→ Work request 1:
Could you reproduce the part of the palliative care article below, starting at "A More Cohesive" and ending at "Is Palliative Care?"?
→ Work request 2:
How would you put this sentence from the palliative care article into Spanish: "Dr. P met with Mr. M and his family at their home."

→ Excerpted text:
- Opening Delimiter -

A More Cohesive Home: Integrating Primary And Palliative Care For Seriously Ill Patients

Treatment for Mr. M’s advanced heart failure was no longer extending or improving his life. He was becoming increasingly short of breath and confused -and hospital stays provided only short-term relief. Mr. M’s cardiologist contacted Dr. P, his long-time primary care physician, to initiate a discussion about his goals of care. Dr. P met with Mr. M and his family at their home. Mr. M was adamant that he would rather spend time with his family than go to the hospital again. Dr. P referred Mr. M to hospice and collaborated with hospice nurses to manage his pain and breathlessness. Mr. M later died peacefully a short while later, surrounded by family.

What Is Palliative Care?

Individuals like Mr. M who are living with a serious or life-limiting illness regularly experience pain, difficulty breathing, and/or fatigue, symptoms that worsen in their last days of life. Palliative care—defined by the Center to Advance Palliative Care as “focused on providing patients with relief from the symptoms, pain, and stress of a serious illness — whatever the diagnosis”—aims to address this burden.

- Closing Delimiter -

→ Given data:

- Opening Delimiter -

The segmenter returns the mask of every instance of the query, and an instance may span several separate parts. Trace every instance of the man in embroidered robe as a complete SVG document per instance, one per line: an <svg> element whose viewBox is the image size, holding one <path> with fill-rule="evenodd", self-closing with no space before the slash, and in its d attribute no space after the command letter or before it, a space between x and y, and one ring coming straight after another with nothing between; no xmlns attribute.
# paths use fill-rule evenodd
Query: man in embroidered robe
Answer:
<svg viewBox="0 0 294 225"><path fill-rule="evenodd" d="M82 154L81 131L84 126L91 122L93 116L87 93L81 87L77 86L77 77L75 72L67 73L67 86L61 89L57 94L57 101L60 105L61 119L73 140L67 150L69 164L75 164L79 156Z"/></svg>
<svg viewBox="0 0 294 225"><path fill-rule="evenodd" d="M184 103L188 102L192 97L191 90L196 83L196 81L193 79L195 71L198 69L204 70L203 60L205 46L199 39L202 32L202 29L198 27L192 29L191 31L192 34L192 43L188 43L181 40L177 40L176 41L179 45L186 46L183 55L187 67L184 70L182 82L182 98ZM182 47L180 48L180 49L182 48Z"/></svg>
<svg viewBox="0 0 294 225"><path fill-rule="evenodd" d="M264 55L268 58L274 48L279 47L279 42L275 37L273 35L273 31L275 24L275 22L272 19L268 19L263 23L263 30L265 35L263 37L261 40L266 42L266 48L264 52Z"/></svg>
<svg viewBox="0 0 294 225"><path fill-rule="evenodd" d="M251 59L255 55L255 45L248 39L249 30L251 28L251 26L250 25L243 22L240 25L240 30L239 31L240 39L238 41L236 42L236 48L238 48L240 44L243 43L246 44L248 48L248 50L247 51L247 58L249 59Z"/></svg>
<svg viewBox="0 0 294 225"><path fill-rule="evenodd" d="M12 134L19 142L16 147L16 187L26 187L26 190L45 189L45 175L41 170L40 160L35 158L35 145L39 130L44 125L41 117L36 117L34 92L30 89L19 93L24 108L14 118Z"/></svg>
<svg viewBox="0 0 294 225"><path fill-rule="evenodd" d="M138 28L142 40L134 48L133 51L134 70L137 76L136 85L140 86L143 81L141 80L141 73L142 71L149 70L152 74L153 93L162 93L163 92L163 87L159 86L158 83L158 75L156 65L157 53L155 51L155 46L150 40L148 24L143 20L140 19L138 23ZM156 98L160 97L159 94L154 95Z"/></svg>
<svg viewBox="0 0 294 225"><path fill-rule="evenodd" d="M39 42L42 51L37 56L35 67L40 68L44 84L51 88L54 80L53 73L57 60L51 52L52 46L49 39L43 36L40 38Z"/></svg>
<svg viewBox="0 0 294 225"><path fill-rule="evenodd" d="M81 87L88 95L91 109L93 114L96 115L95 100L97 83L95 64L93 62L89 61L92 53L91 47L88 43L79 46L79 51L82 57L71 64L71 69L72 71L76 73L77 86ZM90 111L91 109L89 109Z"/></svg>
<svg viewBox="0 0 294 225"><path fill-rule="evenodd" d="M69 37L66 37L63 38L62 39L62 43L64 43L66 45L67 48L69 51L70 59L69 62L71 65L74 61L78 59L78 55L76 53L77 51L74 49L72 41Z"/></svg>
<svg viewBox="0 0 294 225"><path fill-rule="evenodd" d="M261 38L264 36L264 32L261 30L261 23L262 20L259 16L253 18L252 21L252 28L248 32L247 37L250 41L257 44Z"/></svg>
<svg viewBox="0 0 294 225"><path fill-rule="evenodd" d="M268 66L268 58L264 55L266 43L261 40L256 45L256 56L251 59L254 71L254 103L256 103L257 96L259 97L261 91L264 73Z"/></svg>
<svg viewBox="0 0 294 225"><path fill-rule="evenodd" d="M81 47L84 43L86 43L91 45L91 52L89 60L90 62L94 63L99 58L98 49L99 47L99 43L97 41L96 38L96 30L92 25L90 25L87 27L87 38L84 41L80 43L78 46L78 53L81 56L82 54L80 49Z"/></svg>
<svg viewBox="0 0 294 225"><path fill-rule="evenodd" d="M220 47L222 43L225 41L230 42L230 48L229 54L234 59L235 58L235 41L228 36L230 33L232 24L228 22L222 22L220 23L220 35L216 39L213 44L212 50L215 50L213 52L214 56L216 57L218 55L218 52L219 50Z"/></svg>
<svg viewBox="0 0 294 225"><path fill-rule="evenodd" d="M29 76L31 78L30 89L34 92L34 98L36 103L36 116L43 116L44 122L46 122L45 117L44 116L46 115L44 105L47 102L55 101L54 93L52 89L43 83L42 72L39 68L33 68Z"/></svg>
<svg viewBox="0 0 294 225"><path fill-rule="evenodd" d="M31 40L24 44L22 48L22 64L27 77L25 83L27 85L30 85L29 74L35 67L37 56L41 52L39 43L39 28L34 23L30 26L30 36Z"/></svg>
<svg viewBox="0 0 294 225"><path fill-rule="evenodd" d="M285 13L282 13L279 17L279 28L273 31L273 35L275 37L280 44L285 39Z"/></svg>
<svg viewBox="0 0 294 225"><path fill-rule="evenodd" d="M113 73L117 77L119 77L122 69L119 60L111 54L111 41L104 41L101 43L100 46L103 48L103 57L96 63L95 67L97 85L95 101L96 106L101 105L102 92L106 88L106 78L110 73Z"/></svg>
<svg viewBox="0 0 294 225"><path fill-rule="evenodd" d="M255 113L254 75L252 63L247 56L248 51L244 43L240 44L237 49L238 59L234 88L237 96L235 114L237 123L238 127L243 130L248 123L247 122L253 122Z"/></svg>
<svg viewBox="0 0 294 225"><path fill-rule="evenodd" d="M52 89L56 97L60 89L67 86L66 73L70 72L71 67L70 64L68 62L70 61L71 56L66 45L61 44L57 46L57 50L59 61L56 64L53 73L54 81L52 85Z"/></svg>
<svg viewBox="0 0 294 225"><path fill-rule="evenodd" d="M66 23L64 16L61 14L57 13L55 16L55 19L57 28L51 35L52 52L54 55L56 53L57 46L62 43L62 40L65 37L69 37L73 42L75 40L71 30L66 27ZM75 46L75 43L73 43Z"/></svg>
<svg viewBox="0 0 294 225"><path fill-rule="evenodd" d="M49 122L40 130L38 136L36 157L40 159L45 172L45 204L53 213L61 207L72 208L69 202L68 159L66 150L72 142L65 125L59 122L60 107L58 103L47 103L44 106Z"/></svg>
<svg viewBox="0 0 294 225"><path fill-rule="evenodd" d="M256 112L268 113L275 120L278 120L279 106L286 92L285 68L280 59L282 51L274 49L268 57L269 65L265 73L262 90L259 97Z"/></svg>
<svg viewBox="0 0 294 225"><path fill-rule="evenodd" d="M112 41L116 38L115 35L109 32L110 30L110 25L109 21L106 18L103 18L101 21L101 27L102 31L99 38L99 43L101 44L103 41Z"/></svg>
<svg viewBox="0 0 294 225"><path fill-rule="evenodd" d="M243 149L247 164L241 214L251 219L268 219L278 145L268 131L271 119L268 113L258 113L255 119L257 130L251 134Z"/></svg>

- Closing Delimiter -

→ Response area 1:
A More Cohesive Home: Integrating Primary And Palliative Care For Seriously Ill Patients

Treatment for Mr. M’s advanced heart failure was no longer extending or improving his life. He was becoming increasingly short of breath and confused -and hospital stays provided only short-term relief. Mr. M’s cardiologist contacted Dr. P, his long-time primary care physician, to initiate a discussion about his goals of care. Dr. P met with Mr. M and his family at their home. Mr. M was adamant that he would rather spend time with his family than go to the hospital again. Dr. P referred Mr. M to hospice and collaborated with hospice nurses to manage his pain and breathlessness. Mr. M later died peacefully a short while later, surrounded by family.

What Is Palliative Care?

→ Response area 2:
El Dr. P se reunió con el Sr. M y su familia en su casa.